Copy out, word for word, the lines of the material below that run from the line containing "as point(96, 250)." through the line containing "point(533, 276)", including both of those lines.

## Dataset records
=======

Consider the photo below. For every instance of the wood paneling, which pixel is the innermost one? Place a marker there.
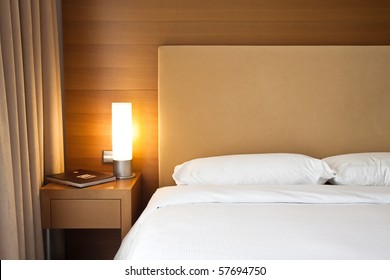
(110, 54)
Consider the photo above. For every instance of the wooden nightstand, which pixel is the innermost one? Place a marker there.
(113, 205)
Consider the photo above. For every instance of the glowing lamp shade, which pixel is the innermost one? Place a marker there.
(122, 140)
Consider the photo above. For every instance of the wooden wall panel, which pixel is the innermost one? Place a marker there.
(110, 54)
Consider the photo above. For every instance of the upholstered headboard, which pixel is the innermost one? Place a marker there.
(315, 100)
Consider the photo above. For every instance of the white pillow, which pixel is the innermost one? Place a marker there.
(361, 169)
(253, 169)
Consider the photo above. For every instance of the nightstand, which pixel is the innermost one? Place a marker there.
(113, 205)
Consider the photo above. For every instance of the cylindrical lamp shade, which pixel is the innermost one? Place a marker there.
(122, 140)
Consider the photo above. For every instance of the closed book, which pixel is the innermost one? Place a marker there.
(81, 178)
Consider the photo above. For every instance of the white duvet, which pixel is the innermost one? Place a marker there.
(262, 222)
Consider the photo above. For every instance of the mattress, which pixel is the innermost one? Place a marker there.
(273, 222)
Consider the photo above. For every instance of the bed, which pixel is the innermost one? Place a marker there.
(270, 152)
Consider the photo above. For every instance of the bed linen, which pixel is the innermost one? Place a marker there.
(262, 222)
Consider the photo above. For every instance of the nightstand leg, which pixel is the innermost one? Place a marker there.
(48, 244)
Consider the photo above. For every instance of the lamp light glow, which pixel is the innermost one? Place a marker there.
(122, 140)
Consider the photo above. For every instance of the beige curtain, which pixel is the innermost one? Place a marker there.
(31, 135)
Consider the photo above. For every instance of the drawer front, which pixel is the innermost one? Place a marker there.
(85, 214)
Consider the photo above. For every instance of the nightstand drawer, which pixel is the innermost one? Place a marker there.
(85, 213)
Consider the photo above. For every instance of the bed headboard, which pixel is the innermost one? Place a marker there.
(315, 100)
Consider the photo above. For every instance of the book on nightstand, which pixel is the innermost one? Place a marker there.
(81, 178)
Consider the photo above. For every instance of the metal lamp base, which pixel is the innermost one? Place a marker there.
(122, 169)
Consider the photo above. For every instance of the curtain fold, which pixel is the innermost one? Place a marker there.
(31, 120)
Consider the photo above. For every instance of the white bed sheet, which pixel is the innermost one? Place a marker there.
(262, 222)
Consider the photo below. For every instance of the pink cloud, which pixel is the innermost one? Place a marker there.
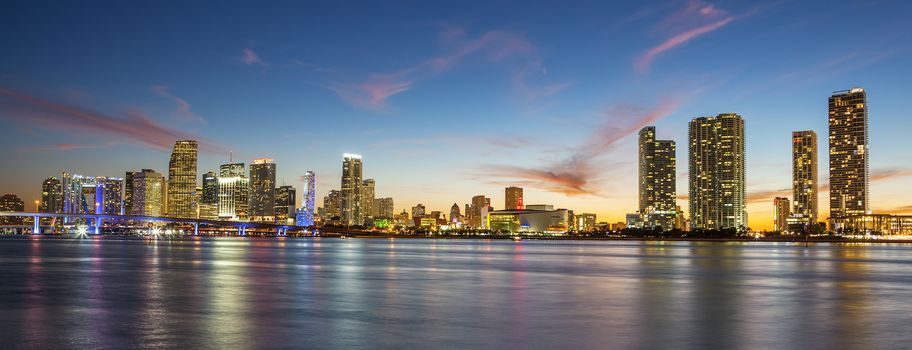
(578, 174)
(67, 147)
(249, 57)
(183, 107)
(645, 60)
(137, 128)
(379, 87)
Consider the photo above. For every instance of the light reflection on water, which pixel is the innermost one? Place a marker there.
(327, 293)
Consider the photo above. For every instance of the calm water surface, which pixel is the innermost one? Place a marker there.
(420, 294)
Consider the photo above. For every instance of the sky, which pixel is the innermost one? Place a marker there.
(447, 100)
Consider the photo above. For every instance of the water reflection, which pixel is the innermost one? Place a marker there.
(329, 293)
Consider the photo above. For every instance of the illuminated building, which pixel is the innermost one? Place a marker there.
(285, 204)
(781, 212)
(513, 198)
(234, 192)
(716, 174)
(848, 121)
(479, 203)
(182, 180)
(656, 177)
(92, 195)
(418, 211)
(11, 202)
(262, 190)
(305, 215)
(584, 222)
(528, 221)
(351, 190)
(210, 188)
(804, 176)
(109, 195)
(51, 196)
(332, 204)
(147, 186)
(455, 215)
(385, 208)
(368, 187)
(884, 224)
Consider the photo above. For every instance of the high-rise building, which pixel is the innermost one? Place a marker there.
(716, 174)
(849, 170)
(656, 180)
(479, 204)
(305, 215)
(513, 198)
(455, 215)
(109, 195)
(182, 180)
(51, 196)
(262, 189)
(234, 192)
(804, 176)
(351, 190)
(384, 208)
(368, 188)
(128, 192)
(210, 188)
(332, 204)
(781, 213)
(285, 204)
(418, 211)
(148, 186)
(11, 202)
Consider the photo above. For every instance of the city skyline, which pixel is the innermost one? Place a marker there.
(535, 106)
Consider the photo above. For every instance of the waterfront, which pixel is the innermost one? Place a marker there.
(410, 293)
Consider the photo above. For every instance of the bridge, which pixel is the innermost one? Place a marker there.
(97, 222)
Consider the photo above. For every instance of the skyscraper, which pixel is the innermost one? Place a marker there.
(849, 178)
(285, 204)
(804, 176)
(384, 208)
(210, 188)
(262, 189)
(332, 204)
(716, 174)
(306, 213)
(781, 213)
(51, 196)
(351, 190)
(234, 192)
(368, 188)
(479, 204)
(128, 192)
(148, 186)
(109, 195)
(656, 180)
(182, 179)
(11, 202)
(513, 198)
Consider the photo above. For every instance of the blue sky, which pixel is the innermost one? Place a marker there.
(446, 100)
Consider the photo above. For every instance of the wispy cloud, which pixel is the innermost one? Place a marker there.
(136, 127)
(66, 147)
(250, 57)
(699, 18)
(578, 174)
(183, 107)
(494, 46)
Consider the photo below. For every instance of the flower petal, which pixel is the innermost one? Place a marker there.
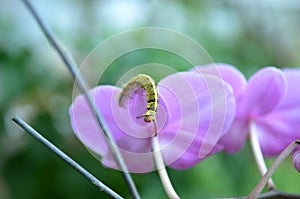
(281, 126)
(235, 139)
(264, 93)
(228, 73)
(201, 109)
(136, 151)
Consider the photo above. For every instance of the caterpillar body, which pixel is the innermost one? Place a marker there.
(147, 83)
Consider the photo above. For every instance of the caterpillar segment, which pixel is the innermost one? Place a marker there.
(147, 83)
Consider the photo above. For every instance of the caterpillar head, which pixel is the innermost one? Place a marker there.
(149, 116)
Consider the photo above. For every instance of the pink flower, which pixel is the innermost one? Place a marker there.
(271, 101)
(194, 112)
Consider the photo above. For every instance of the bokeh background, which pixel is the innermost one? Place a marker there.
(35, 85)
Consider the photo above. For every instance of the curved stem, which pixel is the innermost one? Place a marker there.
(83, 86)
(65, 157)
(258, 155)
(282, 156)
(162, 170)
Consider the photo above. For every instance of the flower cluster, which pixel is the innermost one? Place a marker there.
(200, 112)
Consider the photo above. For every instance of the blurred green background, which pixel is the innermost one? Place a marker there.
(35, 85)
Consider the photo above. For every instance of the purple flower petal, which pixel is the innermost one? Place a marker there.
(205, 110)
(281, 126)
(236, 136)
(264, 93)
(134, 149)
(202, 107)
(296, 160)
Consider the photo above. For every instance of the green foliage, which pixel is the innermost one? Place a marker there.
(35, 85)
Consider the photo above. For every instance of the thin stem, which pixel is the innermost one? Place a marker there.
(84, 89)
(162, 170)
(282, 156)
(258, 155)
(65, 158)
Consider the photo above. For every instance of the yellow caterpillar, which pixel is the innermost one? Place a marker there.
(147, 83)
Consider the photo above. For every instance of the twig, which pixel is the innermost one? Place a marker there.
(282, 156)
(65, 157)
(84, 88)
(162, 170)
(259, 159)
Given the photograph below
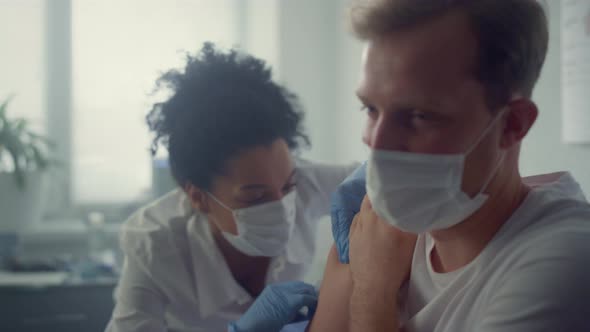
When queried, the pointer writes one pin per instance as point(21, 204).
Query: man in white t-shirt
point(450, 237)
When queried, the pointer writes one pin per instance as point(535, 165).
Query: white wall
point(543, 150)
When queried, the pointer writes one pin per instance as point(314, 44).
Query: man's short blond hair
point(512, 36)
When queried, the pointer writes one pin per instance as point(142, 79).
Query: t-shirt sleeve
point(547, 290)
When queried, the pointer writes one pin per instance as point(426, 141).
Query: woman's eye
point(288, 188)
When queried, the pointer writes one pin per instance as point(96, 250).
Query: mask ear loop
point(500, 160)
point(219, 202)
point(486, 131)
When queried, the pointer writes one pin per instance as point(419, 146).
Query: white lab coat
point(176, 279)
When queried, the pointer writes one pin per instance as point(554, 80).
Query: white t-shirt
point(176, 279)
point(533, 276)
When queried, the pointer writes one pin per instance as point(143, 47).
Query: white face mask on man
point(419, 193)
point(263, 230)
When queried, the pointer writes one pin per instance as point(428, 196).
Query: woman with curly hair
point(246, 210)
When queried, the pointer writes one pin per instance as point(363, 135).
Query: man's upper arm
point(321, 181)
point(548, 293)
point(139, 305)
point(332, 313)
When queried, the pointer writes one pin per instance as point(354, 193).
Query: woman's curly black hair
point(223, 103)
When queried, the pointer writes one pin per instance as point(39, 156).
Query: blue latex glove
point(346, 203)
point(277, 306)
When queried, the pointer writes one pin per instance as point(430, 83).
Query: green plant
point(21, 149)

=======

## Full response
When queried, the pointer writes one pin per instance as point(96, 250).
Query: mask ear loop
point(500, 160)
point(219, 202)
point(486, 131)
When queried, the pointer writes one pin per instance as point(419, 146).
Query: white lab coat
point(176, 279)
When queried, the pointer writes one pin per instance as point(554, 80).
Query: white t-shirt
point(176, 279)
point(533, 276)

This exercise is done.